EXERCISE INPUTS ->
++++++

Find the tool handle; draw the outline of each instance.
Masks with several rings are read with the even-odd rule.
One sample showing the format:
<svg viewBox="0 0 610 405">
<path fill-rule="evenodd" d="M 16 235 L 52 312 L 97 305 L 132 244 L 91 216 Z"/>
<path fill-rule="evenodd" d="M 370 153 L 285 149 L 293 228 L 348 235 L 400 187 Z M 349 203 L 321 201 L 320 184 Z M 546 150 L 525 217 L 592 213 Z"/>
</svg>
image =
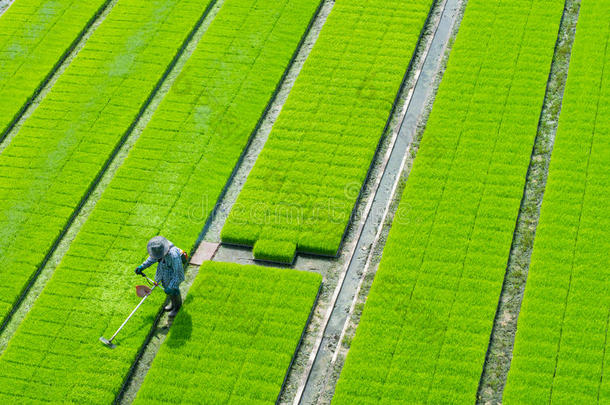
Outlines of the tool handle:
<svg viewBox="0 0 610 405">
<path fill-rule="evenodd" d="M 146 277 L 146 276 L 145 276 Z M 146 277 L 148 278 L 148 277 Z M 150 289 L 150 293 L 148 293 L 147 295 L 145 295 L 142 300 L 140 301 L 140 303 L 133 309 L 133 311 L 131 311 L 131 314 L 129 314 L 129 316 L 127 317 L 127 319 L 125 319 L 125 321 L 121 324 L 121 326 L 119 326 L 119 328 L 117 329 L 116 332 L 114 332 L 114 335 L 112 335 L 112 337 L 110 339 L 108 339 L 109 342 L 112 343 L 112 341 L 114 340 L 114 338 L 116 337 L 116 335 L 119 334 L 119 332 L 121 331 L 121 329 L 123 329 L 123 326 L 125 326 L 125 324 L 127 323 L 127 321 L 129 321 L 131 319 L 131 317 L 133 316 L 133 314 L 136 313 L 136 311 L 138 310 L 138 308 L 140 308 L 140 305 L 142 305 L 144 303 L 144 301 L 146 301 L 146 298 L 148 298 L 148 296 L 150 294 L 152 294 L 152 291 L 155 289 L 155 287 L 157 287 L 158 284 L 155 283 L 155 285 L 153 286 L 153 288 Z"/>
<path fill-rule="evenodd" d="M 142 275 L 142 277 L 144 277 L 146 280 L 148 280 L 148 282 L 152 285 L 154 285 L 155 287 L 159 285 L 159 283 L 157 283 L 155 280 L 151 280 L 146 274 L 144 274 L 144 272 L 140 273 Z"/>
</svg>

++++++

Write out every line of the items above word for word, but leave out the pictures.

SOLUTION TO THIS PROBLEM ->
Find the tool handle; draw the outline of each instance.
Masks with several rings are read with the even-odd rule.
One sample showing the format:
<svg viewBox="0 0 610 405">
<path fill-rule="evenodd" d="M 16 235 L 52 312 L 97 305 L 132 244 L 91 216 Z"/>
<path fill-rule="evenodd" d="M 370 153 L 285 149 L 293 228 L 348 235 L 400 187 Z M 349 203 L 321 201 L 320 184 Z M 546 150 L 525 217 L 592 213 Z"/>
</svg>
image =
Outlines of the tool handle:
<svg viewBox="0 0 610 405">
<path fill-rule="evenodd" d="M 146 277 L 146 276 L 145 276 Z M 146 277 L 148 278 L 148 277 Z M 150 289 L 150 293 L 148 293 L 147 295 L 145 295 L 142 300 L 140 301 L 140 303 L 133 309 L 133 311 L 131 311 L 131 314 L 129 314 L 129 316 L 127 317 L 127 319 L 125 319 L 125 321 L 121 324 L 121 326 L 119 326 L 119 328 L 117 329 L 116 332 L 114 332 L 114 335 L 112 335 L 112 337 L 110 339 L 108 339 L 109 342 L 112 343 L 112 341 L 114 340 L 114 338 L 116 337 L 116 335 L 119 334 L 119 332 L 121 331 L 121 329 L 123 329 L 123 326 L 125 326 L 125 324 L 127 323 L 127 321 L 129 321 L 131 319 L 131 317 L 133 316 L 133 314 L 136 313 L 136 311 L 138 310 L 138 308 L 140 308 L 140 305 L 142 305 L 144 303 L 144 301 L 146 301 L 146 298 L 148 298 L 148 296 L 150 294 L 152 294 L 152 291 L 155 289 L 155 287 L 157 287 L 158 284 L 155 283 L 155 285 L 153 286 L 153 288 Z"/>
<path fill-rule="evenodd" d="M 142 275 L 142 277 L 144 277 L 146 280 L 148 280 L 148 282 L 152 285 L 154 285 L 155 287 L 159 285 L 159 283 L 157 283 L 155 280 L 151 280 L 146 274 L 144 274 L 144 272 L 140 273 Z"/>
</svg>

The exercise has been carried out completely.